• DATA SUPPLIED:
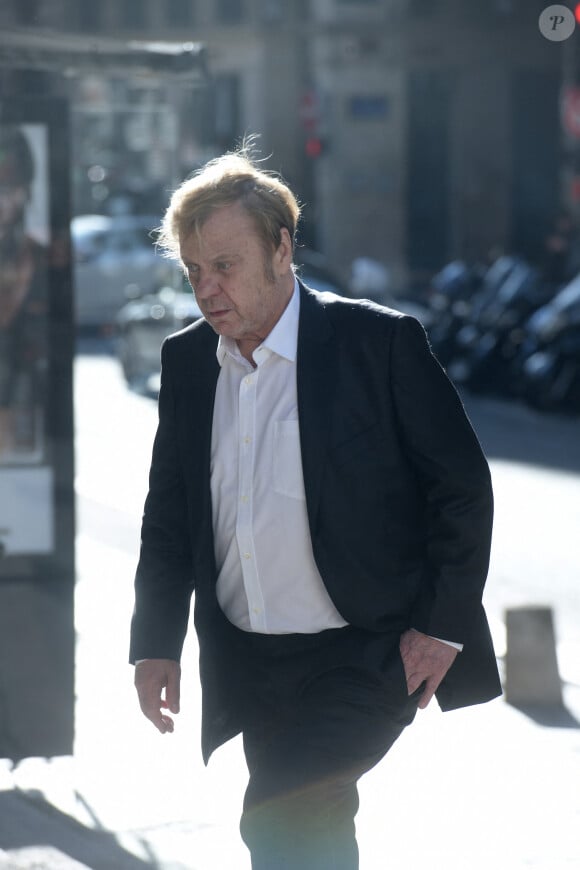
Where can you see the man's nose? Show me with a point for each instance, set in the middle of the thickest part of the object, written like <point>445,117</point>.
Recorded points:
<point>206,285</point>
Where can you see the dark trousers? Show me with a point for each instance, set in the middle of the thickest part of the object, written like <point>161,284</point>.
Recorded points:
<point>321,711</point>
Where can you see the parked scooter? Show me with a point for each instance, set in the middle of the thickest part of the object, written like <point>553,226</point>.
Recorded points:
<point>546,371</point>
<point>451,295</point>
<point>488,342</point>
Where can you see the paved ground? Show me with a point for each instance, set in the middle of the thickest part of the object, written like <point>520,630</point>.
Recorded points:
<point>480,788</point>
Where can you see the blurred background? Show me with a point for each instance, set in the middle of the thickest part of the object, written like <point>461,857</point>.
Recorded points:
<point>435,146</point>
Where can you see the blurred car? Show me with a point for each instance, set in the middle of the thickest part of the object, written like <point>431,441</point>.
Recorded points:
<point>112,255</point>
<point>143,323</point>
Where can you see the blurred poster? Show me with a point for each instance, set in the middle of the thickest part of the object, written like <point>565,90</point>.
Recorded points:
<point>24,238</point>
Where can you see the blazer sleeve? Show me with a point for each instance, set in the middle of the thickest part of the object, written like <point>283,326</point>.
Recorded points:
<point>454,477</point>
<point>164,577</point>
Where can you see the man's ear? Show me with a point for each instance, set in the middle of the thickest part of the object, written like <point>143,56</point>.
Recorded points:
<point>283,254</point>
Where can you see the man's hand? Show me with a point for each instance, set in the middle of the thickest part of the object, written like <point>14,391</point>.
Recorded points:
<point>426,660</point>
<point>157,683</point>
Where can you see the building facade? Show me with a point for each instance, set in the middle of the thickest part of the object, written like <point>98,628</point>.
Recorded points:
<point>414,131</point>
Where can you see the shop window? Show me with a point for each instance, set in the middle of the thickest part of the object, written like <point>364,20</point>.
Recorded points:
<point>179,13</point>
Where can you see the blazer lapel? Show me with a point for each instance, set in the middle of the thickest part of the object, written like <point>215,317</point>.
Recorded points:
<point>316,380</point>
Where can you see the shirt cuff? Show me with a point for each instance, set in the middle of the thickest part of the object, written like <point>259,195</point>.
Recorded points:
<point>457,646</point>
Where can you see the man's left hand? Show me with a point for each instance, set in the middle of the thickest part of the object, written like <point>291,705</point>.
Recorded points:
<point>426,660</point>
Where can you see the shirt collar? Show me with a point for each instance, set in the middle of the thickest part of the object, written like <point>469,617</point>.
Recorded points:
<point>282,340</point>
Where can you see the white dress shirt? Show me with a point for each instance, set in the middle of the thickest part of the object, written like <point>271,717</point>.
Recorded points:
<point>268,581</point>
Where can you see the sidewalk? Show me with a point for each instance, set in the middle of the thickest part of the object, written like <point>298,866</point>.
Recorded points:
<point>477,788</point>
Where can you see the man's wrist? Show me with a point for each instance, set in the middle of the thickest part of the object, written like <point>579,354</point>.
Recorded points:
<point>457,646</point>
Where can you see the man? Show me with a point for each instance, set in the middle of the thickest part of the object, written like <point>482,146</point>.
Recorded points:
<point>316,482</point>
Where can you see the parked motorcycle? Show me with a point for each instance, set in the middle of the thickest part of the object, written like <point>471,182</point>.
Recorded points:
<point>488,342</point>
<point>546,370</point>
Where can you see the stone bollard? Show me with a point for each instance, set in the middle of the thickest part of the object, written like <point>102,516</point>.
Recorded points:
<point>531,665</point>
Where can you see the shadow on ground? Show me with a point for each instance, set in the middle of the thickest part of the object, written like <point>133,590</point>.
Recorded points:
<point>513,432</point>
<point>28,824</point>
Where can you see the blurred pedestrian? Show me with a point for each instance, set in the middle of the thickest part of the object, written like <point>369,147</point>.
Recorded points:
<point>23,301</point>
<point>316,481</point>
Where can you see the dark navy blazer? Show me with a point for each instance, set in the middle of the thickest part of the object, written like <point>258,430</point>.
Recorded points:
<point>398,494</point>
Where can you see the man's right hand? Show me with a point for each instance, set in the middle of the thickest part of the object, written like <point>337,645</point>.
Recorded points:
<point>157,683</point>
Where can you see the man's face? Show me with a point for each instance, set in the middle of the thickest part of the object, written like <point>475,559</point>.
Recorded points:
<point>241,290</point>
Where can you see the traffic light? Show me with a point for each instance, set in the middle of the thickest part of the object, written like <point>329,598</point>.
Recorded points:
<point>314,147</point>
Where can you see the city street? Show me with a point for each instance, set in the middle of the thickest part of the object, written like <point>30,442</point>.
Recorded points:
<point>507,785</point>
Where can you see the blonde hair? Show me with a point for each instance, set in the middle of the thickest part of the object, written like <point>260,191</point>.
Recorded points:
<point>233,177</point>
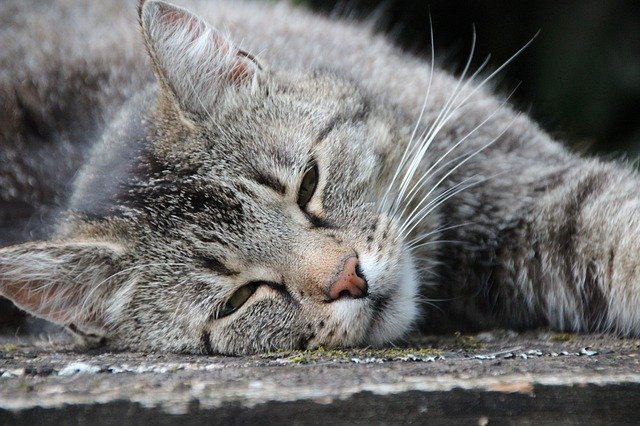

• EXERCISE DIRECTIONS:
Can you render all of the rows above as a Markdown table with the columns Number and Line, numbering each line in order, skipping blank lines and leaving out the pictures?

• EXERCISE SOLUTION:
| Number | Line |
|---|---|
| 1 | Where can you see the man's nose? Show me with a point for each instance, set in the middle of the thickest part of the object, written like <point>445,117</point>. |
| 2 | Recorded points: |
| 3 | <point>206,285</point> |
| 4 | Where can you see the dark trousers? Show me with a point for each instance, set in the middle of the thickest part of the object, written like <point>161,284</point>. |
| 5 | Recorded points: |
| 6 | <point>321,711</point> |
| 7 | Where can you see the parked scooter? Show me with a point for each instance, set in the middle of the thickest part of the object, written like <point>553,226</point>. |
| 8 | Recorded points: |
| 9 | <point>546,371</point> |
| 10 | <point>451,295</point> |
| 11 | <point>488,342</point> |
| 12 | Where can you see the paved ground? Show me with a point for each instance, set in the middle of the thickest part of the object, written like <point>520,630</point>. |
| 13 | Recorded points: |
| 14 | <point>480,788</point> |
| 15 | Where can you see the blurred background? Show me with a point for each instance, set in the middle of the thickest part of the object, written like <point>461,857</point>. |
| 16 | Recorded points: |
| 17 | <point>435,146</point> |
| 18 | Where can you see the blurred car? Show me with a point for each instance, set in the middle of the thickest part of the object, written like <point>431,441</point>. |
| 19 | Recorded points: |
| 20 | <point>112,255</point> |
| 21 | <point>143,323</point> |
| 22 | Where can you see the blurred poster? Show me with a point for each instance, set in the middle of the thickest part of the object, written like <point>565,90</point>. |
| 23 | Recorded points: |
| 24 | <point>24,238</point> |
| 25 | Where can you see the blazer sleeve? Show me with a point for each instance, set in the middle of the thickest part of the object, written like <point>283,326</point>. |
| 26 | Recorded points: |
| 27 | <point>454,477</point> |
| 28 | <point>164,577</point> |
| 29 | Where can you see the man's ear? Show me with a point for each instance, set in the middle of the thickest part of the object, written like <point>143,56</point>. |
| 30 | Recorded points: |
| 31 | <point>283,254</point> |
| 32 | Where can you see the man's hand? Show me with a point for each instance, set in the middle of the thickest part of the object, written like <point>14,391</point>. |
| 33 | Recorded points: |
| 34 | <point>426,660</point> |
| 35 | <point>157,683</point> |
| 36 | Where can you see the building facade? Show me with a point for each instance, set in the middle of the thickest part of the object, written like <point>98,628</point>. |
| 37 | Recorded points: |
| 38 | <point>414,131</point> |
| 39 | Where can you see the shop window? Show me with a point for each instance, set in the middle of the thickest part of the object, written like <point>364,20</point>. |
| 40 | Recorded points: |
| 41 | <point>179,13</point> |
| 42 | Where can you see the blazer lapel? Show me with a point for each instance, set in the middle of the thickest part of the object, written like <point>215,317</point>. |
| 43 | Recorded points: |
| 44 | <point>316,380</point> |
| 45 | Where can you see the shirt cuff? Show me with a point for each instance, set in the middle of the thickest part of the object, written like <point>259,195</point>. |
| 46 | Recorded points: |
| 47 | <point>457,646</point> |
| 48 | Where can you see the man's left hand? Show me with a point for each instance, set in the middle of the thickest part of the object, written like <point>291,705</point>. |
| 49 | Recorded points: |
| 50 | <point>426,660</point> |
| 51 | Where can you see the shirt collar? Show me with a point for each instance, set in the middle of the thickest part of the object, written like <point>469,617</point>. |
| 52 | Recorded points: |
| 53 | <point>282,340</point> |
| 54 | Where can you see the white dress shirt? Show me with a point for each instance, set in the middle of the thickest part of the object, written like <point>271,717</point>. |
| 55 | Recorded points: |
| 56 | <point>268,581</point> |
| 57 | Where can you see the sidewalk? Show me with a point for each instance, set in the middle of the thickest part of the object, written like <point>298,866</point>. |
| 58 | Recorded points: |
| 59 | <point>477,788</point> |
| 60 | Where can you see the man's wrist? Show me with a point for each instance, set in the middle of the thickest part of the object, written like <point>579,354</point>. |
| 61 | Recorded points: |
| 62 | <point>457,646</point> |
| 63 | Where can you see the man? Show me with a point for each instance, set in the middle of the thickest part of the object, written like <point>482,146</point>. |
| 64 | Recorded points: |
| 65 | <point>316,482</point> |
| 66 | Where can you see the parked motorcycle? Show me with a point for each instance, set in the middle of the thickest part of the object, written like <point>471,182</point>. |
| 67 | Recorded points: |
| 68 | <point>488,342</point> |
| 69 | <point>546,370</point> |
| 70 | Where can you see the stone bollard? Show me with a point for each instance, set in the middle of the thickest part of the object, written like <point>102,516</point>. |
| 71 | Recorded points: |
| 72 | <point>531,665</point> |
| 73 | Where can you see the shadow on ground? Show me with a point for each instance, set in the middle of the thickest part of the object, written like <point>133,590</point>. |
| 74 | Recorded points: |
| 75 | <point>513,432</point> |
| 76 | <point>28,824</point> |
| 77 | Where can you see the blurred pedestrian? Show me with a point for each instance, set in the middle of the thickest part of the object, written like <point>369,147</point>. |
| 78 | Recorded points: |
| 79 | <point>23,301</point> |
| 80 | <point>316,481</point> |
| 81 | Where can you see the dark navy blazer? Show me with a point for each instance, set in the middle of the thickest part of the object, written like <point>258,430</point>. |
| 82 | Recorded points: |
| 83 | <point>398,494</point> |
| 84 | Where can you see the man's right hand? Show me with a point for each instance, set in the middle of the thickest part of the object, written like <point>337,645</point>. |
| 85 | Recorded points: |
| 86 | <point>157,683</point> |
| 87 | Where can you see the man's face? Show me with a point for each instance, set in the middle of the thickest part of the object, written like <point>475,559</point>. |
| 88 | Recorded points: |
| 89 | <point>241,290</point> |
| 90 | Where can you see the traffic light? Show me with a point for each instance, set in the middle of the thickest part of the object, written like <point>329,598</point>. |
| 91 | Recorded points: |
| 92 | <point>314,147</point> |
| 93 | Where can you see the city street? Show me with a point for each instance, set in the middle of the thickest part of the object, written like <point>30,442</point>. |
| 94 | Recorded points: |
| 95 | <point>507,785</point> |
| 96 | Where can you see the blonde hair? Show me with a point for each instance, set in the middle of the thickest part of the object, written like <point>260,191</point>. |
| 97 | Recorded points: |
| 98 | <point>233,177</point> |